> [Task instructions] Collect every line of the entries below that contains the word "wall", matching case exactly.

-- begin Source data --

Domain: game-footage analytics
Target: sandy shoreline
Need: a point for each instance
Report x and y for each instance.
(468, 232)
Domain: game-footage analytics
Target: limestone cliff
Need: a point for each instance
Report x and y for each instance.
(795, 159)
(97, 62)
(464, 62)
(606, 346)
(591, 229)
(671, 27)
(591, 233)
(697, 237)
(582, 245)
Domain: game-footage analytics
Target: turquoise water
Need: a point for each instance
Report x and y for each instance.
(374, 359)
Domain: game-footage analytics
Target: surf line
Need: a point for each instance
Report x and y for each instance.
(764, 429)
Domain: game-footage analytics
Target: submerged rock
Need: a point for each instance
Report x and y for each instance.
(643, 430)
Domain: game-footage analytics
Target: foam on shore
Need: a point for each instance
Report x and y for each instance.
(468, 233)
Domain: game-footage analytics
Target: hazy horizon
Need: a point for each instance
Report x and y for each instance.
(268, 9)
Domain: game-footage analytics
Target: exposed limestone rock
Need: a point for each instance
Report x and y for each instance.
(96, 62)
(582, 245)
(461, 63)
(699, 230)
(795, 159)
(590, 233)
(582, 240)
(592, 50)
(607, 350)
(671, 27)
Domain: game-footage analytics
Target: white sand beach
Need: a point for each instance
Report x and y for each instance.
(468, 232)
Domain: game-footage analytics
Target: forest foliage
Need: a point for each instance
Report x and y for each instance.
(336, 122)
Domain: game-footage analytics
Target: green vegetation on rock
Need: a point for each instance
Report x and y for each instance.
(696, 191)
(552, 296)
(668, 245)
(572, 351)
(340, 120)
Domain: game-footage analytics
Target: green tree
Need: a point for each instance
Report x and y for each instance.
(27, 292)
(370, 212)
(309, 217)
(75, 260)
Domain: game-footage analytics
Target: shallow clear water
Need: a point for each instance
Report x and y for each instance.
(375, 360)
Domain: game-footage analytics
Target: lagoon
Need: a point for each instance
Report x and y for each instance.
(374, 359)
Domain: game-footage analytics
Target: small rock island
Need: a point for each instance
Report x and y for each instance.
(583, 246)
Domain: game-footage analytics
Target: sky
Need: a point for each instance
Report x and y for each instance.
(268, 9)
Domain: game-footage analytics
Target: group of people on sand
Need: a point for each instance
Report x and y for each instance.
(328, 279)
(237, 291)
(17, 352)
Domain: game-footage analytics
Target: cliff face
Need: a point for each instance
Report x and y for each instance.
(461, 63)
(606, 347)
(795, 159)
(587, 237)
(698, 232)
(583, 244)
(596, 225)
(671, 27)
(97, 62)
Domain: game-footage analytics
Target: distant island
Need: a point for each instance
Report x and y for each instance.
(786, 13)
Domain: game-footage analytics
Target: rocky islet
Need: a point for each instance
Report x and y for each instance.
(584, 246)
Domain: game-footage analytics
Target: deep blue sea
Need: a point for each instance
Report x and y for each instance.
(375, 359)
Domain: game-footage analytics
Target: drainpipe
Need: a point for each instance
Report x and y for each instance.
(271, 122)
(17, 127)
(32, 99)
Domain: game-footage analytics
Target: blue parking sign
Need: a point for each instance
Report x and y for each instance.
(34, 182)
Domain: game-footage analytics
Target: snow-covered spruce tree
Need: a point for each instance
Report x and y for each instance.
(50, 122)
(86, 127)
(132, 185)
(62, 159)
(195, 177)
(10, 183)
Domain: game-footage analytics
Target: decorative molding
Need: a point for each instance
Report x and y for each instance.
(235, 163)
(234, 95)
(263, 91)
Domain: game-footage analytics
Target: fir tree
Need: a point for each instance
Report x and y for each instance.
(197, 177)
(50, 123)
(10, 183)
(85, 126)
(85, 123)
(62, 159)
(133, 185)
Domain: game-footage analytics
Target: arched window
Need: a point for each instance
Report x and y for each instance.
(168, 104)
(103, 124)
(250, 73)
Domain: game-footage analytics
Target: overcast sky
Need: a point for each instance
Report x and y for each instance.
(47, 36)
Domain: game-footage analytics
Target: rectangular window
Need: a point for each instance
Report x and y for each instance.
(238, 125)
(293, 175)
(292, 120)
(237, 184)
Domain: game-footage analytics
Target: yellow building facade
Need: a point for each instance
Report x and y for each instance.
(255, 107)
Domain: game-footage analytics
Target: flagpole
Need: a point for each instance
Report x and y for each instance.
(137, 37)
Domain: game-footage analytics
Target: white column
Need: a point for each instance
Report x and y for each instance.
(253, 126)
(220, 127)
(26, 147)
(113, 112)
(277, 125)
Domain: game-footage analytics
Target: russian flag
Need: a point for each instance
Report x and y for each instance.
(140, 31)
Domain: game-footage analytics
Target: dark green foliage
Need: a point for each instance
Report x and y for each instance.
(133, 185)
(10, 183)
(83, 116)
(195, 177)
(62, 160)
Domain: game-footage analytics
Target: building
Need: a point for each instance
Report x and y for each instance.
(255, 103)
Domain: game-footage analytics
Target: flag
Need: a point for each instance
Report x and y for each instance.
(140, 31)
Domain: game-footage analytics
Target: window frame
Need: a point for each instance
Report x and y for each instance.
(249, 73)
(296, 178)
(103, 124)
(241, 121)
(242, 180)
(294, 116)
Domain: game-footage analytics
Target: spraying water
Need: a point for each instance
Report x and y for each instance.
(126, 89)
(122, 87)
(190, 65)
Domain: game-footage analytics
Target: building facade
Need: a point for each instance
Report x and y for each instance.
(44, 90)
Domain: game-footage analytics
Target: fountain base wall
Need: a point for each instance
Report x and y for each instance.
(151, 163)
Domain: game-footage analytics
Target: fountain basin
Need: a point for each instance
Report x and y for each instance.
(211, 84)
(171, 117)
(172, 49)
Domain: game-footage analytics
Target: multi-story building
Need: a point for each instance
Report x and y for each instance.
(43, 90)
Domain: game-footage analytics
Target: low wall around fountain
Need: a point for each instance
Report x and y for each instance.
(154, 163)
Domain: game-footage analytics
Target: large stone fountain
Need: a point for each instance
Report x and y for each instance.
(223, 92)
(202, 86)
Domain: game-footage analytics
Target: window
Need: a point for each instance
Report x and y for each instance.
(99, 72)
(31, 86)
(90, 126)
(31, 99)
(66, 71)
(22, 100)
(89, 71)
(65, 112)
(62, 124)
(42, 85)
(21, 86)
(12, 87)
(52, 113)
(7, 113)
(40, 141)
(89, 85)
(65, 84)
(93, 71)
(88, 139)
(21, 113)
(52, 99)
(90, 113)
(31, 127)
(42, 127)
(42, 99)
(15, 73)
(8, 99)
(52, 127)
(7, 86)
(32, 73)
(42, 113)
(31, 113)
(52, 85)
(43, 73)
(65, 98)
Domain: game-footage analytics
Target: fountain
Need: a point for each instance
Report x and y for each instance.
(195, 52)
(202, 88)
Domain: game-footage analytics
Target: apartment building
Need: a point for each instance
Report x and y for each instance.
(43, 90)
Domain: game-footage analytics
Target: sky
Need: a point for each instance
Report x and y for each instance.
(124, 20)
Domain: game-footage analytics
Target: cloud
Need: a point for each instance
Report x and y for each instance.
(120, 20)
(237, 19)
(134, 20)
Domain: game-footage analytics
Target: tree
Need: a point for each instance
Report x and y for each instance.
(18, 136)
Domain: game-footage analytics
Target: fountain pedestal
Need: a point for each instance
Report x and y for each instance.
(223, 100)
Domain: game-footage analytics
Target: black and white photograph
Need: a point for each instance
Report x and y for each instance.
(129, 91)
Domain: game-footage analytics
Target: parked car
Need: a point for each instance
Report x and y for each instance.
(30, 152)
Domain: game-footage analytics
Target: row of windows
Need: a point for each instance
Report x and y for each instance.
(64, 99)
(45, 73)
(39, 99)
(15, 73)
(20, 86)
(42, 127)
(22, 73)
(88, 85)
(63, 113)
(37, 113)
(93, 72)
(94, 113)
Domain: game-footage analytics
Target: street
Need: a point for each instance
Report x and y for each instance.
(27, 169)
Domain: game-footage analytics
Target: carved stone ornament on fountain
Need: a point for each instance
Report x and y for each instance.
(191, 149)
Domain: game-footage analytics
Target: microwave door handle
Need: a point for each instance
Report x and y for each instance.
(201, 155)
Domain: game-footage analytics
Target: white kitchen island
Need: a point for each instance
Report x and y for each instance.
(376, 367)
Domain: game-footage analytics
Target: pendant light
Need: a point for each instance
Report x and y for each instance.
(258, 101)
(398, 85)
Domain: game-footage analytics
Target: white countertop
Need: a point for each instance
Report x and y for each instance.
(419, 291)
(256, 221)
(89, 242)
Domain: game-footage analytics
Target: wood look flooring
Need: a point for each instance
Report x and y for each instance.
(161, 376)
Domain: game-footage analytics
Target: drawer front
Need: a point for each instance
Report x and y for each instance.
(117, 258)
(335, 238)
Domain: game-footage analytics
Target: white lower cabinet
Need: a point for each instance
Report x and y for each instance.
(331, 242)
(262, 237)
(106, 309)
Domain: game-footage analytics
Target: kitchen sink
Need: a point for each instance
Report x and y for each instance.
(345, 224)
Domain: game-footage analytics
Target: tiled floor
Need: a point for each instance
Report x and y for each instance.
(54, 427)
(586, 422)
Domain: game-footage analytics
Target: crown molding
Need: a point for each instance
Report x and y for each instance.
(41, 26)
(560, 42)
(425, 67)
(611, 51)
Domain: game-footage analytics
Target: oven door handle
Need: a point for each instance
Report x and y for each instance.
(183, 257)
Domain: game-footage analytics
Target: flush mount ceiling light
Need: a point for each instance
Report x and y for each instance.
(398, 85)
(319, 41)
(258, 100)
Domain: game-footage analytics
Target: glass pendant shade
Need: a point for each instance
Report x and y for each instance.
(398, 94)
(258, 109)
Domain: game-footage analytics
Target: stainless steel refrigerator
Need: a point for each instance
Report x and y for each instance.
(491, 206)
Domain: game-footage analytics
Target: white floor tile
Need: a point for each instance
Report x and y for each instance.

-- end Source data --

> [Reply to the task]
Target: fountain base wall
Target: low wall around fountain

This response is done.